■ Excerpt
* * *
# Union Pacific 150 Years



## Caesar La Rock (Jan 11, 2012)

In less then six months it will mark the 150th anniversary of the Union Pacific. They have a website dedicated to that. http://up150.com/

Any thoughts on this?


----------



## Blackwolf (Jan 11, 2012)

A pipe-dream for sure, but maybe as an anniversary 'gift' to the traveling public, UP will re-introduce passenger travel! Bring back some of the old names, place an order for a new fleet of rolling stock to complement the Heritage cars they still retain!

Impossible, yes. But something to smile about while sitting on a siding waiting for a UP stack train to pass while aboard the California Zephyr...


----------



## Caesar La Rock (Jan 11, 2012)

Blackwolf said:


> A pipe-dream for sure, but maybe as an anniversary 'gift' to the traveling public, UP will re-introduce passenger travel! Bring back some of the old names, place an order for a new fleet of rolling stock to complement the Heritage cars they still retain!
> 
> Impossible, yes. But something to smile about while sitting on a siding waiting for a UP stack train to pass while aboard the California Zephyr...


If passenger trains return to glory they had in the past when UP ran them then I could see that pipe-dream possibly becoming a reality. But until that happens it's fun to dream.


----------



## MikefromCrete (Jan 11, 2012)

THE CJ said:


> Blackwolf said:
> 
> 
> > A pipe-dream for sure, but maybe as an anniversary 'gift' to the traveling public, UP will re-introduce passenger travel! Bring back some of the old names, place an order for a new fleet of rolling stock to complement the Heritage cars they still retain!
> ...


What are you guys smoking? This is the Union Pacific we're talking about! A great transportation company, but one that wants nothing to do with passenger service.


----------



## Caesar La Rock (Jan 13, 2012)

MikefromCrete said:


> THE CJ said:
> 
> 
> > Blackwolf said:
> ...


If passenger trains ever do become a money maker again you can bet the Union Pacific would jump on it. But it's like I said. It's fun to dream.


----------
* * *
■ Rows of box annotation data

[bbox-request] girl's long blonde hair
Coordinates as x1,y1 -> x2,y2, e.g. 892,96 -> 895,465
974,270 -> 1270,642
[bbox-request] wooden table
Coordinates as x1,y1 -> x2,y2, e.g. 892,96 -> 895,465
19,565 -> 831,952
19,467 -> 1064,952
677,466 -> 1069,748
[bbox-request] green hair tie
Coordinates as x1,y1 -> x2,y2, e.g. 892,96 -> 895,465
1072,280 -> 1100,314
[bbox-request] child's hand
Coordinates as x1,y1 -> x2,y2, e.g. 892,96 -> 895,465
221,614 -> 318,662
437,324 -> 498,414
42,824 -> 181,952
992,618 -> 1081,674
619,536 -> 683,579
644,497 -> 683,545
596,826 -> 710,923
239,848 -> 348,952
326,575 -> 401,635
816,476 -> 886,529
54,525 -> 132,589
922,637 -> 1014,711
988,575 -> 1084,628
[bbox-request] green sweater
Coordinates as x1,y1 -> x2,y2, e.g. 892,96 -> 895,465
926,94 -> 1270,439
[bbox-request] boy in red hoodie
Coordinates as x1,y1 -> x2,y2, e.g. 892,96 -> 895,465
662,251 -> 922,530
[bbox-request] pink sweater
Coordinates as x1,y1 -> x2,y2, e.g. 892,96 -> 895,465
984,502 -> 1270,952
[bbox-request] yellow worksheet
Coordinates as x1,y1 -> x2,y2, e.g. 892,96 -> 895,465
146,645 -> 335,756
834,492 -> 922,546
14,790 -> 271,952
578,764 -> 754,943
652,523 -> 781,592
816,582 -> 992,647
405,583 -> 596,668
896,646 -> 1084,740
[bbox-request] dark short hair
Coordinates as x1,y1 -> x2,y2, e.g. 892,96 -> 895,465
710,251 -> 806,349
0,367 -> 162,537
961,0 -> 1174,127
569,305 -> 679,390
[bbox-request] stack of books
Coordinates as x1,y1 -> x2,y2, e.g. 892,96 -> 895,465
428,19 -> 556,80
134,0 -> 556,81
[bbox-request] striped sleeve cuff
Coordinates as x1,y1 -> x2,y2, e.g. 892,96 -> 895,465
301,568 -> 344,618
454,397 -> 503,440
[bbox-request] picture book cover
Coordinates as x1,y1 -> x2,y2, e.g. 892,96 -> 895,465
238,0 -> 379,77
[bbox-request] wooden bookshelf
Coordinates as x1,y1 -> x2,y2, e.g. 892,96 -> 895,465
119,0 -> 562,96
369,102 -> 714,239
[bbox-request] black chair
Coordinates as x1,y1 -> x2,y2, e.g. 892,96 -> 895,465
* * *
■ Problems to solve
A. Do these statements agree with the forum thread about the Union Pacific anniversary? Answer yes or no to each and quote the deciding words. (i) Blackwolf admits that Union Pacific reintroducing passenger travel is impossible. (ii) MikefromCrete describes Union Pacific as eager to run passenger service. (iii) Caesar La Rock says Union Pacific would stay away from passenger trains even if they became profitable.
B. Please rewrite the stretch of rows from the start of the rows through the line containing "677,466 -> 1069,748", with "wooden table" replaced by "dining table" and nothing else changed. Give only that stretch.

■ Exercise responses
A.
(i) Yes: "Impossible, yes."
(ii) No: "A great transportation company, but one that wants nothing to do with passenger service."
(iii) No: "If passenger trains ever do become a money maker again you can bet the Union Pacific would jump on it."

B.
[bbox-request] girl's long blonde hair
Coordinates as x1,y1 -> x2,y2, e.g. 892,96 -> 895,465
974,270 -> 1270,642
[bbox-request] dining table
Coordinates as x1,y1 -> x2,y2, e.g. 892,96 -> 895,465
19,565 -> 831,952
19,467 -> 1064,952
677,466 -> 1069,748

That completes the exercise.